Reading text =>
━━━
Playwright Scraping Tutorial for 2023

Flipnode on Jun 20 2023

In recent years, the internet has experienced significant growth and impact, largely due to the advancement of technologies that enable the creation of more user-friendly applications. This growth has also seen an increase in automation across various stages of web application development and testing.

Having reliable tools for testing web applications is essential in this landscape. Libraries like Playwright have emerged to streamline processes by facilitating tasks such as opening web applications in browsers, performing user interactions like clicking elements and typing text, and even extracting public data from the web.

This article serves as a comprehensive guide to Playwright, detailing its capabilities and demonstrating how it can be utilized for automation and web scraping purposes.

What is Playwright?

Playwright is a powerful testing and automation framework designed to automate web browser interactions. With Playwright, you can write code that opens a web browser, leveraging all its capabilities. This includes navigating to URLs, entering text, clicking buttons, extracting data, and more. One of the most notable features of Playwright is its ability to work with multiple pages simultaneously, without being blocked or waiting for operations to finish.

Playwright supports popular browsers such as Google Chrome, Microsoft Edge (Chromium-based), and Firefox. Additionally, Safari is supported when using WebKit. The framework excels in cross-browser web automation, allowing you to write code that can efficiently execute across different browsers. Furthermore, Playwright supports multiple programming languages, including Node.js, Python, Java, and .NET. This means you can use your preferred language to write code that opens websites and interacts with them.
━━━
(A run of records)
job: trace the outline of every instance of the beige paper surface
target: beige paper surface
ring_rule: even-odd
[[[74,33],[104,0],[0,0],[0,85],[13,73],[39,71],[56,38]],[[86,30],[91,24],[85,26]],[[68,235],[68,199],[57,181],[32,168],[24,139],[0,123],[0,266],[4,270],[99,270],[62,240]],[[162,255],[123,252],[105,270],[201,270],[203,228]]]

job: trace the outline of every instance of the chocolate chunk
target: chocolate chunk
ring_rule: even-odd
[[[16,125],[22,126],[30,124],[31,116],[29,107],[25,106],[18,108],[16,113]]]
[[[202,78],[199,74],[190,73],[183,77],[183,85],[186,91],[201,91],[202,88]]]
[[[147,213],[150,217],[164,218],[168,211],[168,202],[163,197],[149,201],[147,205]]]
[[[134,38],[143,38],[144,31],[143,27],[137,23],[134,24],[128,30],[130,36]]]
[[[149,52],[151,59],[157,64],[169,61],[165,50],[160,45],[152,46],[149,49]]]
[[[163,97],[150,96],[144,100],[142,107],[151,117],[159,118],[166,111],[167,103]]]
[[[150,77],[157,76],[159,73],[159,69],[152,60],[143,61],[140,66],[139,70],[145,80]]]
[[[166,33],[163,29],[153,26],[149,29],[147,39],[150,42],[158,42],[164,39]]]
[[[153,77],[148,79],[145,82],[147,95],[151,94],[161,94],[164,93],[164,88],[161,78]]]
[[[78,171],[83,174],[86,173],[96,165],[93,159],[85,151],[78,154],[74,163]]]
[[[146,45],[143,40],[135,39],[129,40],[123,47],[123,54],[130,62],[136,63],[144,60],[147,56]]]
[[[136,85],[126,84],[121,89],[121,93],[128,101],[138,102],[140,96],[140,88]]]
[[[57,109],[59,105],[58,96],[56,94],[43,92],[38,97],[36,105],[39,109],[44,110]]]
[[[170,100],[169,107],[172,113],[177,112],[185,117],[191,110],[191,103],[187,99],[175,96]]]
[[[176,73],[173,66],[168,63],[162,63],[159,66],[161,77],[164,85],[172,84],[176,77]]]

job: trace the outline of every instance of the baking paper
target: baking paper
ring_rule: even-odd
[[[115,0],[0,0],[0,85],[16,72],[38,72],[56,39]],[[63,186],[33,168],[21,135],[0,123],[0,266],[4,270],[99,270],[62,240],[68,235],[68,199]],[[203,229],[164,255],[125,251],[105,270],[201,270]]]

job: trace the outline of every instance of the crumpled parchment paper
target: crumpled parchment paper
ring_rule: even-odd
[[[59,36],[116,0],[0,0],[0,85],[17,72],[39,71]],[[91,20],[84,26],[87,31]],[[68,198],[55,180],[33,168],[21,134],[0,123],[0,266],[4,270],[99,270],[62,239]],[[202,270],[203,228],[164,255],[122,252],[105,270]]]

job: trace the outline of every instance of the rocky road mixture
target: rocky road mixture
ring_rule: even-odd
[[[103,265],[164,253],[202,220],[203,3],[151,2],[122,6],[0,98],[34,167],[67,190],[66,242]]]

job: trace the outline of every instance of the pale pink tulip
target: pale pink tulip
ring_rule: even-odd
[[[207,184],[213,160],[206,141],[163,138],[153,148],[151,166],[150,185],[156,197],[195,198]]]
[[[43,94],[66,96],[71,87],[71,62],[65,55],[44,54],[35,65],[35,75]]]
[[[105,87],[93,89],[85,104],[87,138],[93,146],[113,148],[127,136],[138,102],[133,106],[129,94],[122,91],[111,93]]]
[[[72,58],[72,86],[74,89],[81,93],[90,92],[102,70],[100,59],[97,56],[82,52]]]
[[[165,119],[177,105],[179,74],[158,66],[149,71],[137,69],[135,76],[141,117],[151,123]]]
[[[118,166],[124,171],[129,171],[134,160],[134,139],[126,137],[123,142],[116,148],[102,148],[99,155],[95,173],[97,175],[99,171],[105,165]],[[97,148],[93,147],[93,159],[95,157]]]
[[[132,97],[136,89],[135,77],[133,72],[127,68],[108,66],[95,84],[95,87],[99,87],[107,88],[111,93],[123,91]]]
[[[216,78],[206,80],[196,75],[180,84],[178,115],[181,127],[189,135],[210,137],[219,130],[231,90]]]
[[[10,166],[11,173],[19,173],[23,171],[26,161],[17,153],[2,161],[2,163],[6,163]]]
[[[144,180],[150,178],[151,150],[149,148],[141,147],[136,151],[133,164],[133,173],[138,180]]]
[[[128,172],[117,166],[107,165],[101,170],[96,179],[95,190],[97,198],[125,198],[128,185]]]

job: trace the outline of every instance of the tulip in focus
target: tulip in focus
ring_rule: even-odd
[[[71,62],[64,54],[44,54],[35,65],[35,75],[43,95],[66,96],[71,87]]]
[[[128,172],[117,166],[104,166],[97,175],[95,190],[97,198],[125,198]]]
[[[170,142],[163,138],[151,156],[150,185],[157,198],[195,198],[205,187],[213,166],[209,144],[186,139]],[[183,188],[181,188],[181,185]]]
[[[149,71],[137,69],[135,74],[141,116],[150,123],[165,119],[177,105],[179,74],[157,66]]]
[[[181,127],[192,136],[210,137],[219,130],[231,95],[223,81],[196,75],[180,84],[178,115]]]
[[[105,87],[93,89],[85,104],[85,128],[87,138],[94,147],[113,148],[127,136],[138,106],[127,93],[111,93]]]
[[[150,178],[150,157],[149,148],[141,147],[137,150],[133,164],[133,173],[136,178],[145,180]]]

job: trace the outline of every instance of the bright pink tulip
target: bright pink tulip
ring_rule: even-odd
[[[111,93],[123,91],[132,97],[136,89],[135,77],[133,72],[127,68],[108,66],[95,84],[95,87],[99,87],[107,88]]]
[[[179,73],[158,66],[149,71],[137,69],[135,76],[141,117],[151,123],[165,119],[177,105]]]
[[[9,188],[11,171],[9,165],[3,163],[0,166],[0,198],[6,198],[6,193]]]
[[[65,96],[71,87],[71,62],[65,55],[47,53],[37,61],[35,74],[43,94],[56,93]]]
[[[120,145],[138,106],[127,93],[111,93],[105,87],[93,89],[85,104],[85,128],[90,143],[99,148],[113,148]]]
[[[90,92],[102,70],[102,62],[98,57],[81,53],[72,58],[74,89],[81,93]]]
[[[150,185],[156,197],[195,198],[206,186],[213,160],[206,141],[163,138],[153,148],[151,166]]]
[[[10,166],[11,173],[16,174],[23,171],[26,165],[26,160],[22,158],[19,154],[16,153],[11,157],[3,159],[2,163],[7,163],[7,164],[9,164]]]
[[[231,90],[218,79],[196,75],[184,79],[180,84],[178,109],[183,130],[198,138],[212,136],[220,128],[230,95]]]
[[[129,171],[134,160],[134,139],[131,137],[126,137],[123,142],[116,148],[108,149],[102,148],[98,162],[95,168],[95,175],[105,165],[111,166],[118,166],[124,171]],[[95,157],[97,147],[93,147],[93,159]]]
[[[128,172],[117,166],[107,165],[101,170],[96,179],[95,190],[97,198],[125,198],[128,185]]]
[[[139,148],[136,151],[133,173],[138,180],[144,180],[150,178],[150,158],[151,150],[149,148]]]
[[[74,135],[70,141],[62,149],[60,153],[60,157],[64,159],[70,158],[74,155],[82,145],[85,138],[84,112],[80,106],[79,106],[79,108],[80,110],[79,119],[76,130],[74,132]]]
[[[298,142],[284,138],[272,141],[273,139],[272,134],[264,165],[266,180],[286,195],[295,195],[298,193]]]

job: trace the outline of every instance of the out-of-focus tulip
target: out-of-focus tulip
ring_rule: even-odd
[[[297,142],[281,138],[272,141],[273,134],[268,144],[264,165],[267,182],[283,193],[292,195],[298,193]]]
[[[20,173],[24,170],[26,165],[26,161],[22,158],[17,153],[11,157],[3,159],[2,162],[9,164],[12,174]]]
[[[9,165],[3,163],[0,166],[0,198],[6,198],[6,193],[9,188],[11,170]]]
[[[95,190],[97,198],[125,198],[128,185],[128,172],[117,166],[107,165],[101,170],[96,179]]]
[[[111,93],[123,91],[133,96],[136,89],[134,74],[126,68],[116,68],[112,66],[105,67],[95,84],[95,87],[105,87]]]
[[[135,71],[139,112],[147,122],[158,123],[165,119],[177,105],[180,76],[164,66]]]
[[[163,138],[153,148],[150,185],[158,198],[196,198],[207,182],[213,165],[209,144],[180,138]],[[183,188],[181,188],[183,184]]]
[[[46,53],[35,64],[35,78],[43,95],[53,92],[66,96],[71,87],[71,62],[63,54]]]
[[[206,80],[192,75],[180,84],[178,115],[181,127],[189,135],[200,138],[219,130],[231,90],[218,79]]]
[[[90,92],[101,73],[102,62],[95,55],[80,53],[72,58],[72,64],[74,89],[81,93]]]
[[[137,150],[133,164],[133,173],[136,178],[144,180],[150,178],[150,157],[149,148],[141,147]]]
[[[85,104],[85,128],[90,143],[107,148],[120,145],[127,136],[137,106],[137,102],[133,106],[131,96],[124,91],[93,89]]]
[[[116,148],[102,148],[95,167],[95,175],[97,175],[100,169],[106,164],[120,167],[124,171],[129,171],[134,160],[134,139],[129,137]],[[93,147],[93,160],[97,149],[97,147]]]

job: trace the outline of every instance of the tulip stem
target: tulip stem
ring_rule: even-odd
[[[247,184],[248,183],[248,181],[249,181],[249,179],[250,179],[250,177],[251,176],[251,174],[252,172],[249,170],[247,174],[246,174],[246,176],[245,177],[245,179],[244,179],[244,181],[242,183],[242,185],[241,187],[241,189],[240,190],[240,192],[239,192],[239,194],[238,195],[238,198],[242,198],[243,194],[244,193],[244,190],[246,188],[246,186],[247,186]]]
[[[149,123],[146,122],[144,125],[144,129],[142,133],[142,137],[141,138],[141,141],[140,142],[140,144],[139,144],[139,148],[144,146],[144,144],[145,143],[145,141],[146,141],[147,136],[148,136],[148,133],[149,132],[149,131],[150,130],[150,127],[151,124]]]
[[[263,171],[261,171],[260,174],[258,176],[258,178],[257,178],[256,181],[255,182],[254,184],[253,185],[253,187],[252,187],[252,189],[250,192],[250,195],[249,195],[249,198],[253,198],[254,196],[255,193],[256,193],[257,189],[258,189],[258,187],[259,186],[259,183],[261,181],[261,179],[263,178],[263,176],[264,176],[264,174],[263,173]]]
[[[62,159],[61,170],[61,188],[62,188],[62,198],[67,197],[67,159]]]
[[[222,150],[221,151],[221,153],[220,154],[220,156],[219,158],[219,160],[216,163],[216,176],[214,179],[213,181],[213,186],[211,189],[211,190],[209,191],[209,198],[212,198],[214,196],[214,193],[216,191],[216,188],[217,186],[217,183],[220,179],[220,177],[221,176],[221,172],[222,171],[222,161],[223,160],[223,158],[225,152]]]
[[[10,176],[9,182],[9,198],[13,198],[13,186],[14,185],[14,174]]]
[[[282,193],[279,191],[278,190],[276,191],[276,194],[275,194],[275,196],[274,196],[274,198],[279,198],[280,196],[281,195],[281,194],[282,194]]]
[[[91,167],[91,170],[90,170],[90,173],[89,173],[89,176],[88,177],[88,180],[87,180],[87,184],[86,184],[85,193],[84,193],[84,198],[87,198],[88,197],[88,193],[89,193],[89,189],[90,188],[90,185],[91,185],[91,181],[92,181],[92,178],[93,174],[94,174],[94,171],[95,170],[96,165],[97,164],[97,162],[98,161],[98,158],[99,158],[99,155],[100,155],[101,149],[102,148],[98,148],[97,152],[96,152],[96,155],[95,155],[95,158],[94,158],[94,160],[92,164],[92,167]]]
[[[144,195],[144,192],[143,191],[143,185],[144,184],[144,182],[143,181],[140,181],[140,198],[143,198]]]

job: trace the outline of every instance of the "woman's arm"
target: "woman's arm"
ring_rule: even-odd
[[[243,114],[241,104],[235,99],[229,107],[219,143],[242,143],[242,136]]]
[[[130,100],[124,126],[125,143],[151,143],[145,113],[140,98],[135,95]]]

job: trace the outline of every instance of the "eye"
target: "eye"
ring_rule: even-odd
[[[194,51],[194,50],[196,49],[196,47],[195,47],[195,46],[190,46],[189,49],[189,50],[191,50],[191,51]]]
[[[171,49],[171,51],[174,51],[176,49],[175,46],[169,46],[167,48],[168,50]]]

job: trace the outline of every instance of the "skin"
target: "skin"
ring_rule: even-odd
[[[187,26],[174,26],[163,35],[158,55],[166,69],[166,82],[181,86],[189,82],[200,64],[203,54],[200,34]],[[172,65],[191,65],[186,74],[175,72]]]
━━━
Instructions =>
- a) Decide whether each statement agrees with the Playwright tutorial, answering yes or no and quoting the deciding words of the text: (i) Safari is supported when using WebKit. (ii) Playwright can be used only with Python. (iii) Playwright can work with multiple pages at the same time.
- b) Identify every line of the records that contains the string "pink", and copy each one. Case counts.

Exercise solutions =>
- a)
(i) Yes: "Additionally, Safari is supported when using WebKit."
(ii) No: "Furthermore, Playwright supports multiple programming languages, including Node.js, Python, Java, and .NET."
(iii) Yes: "One of the most notable features of Playwright is its ability to work with multiple pages simultaneously"

- b)
job: trace the outline of every instance of the pale pink tulip
target: pale pink tulip
job: trace the outline of every instance of the bright pink tulip
target: bright pink tulip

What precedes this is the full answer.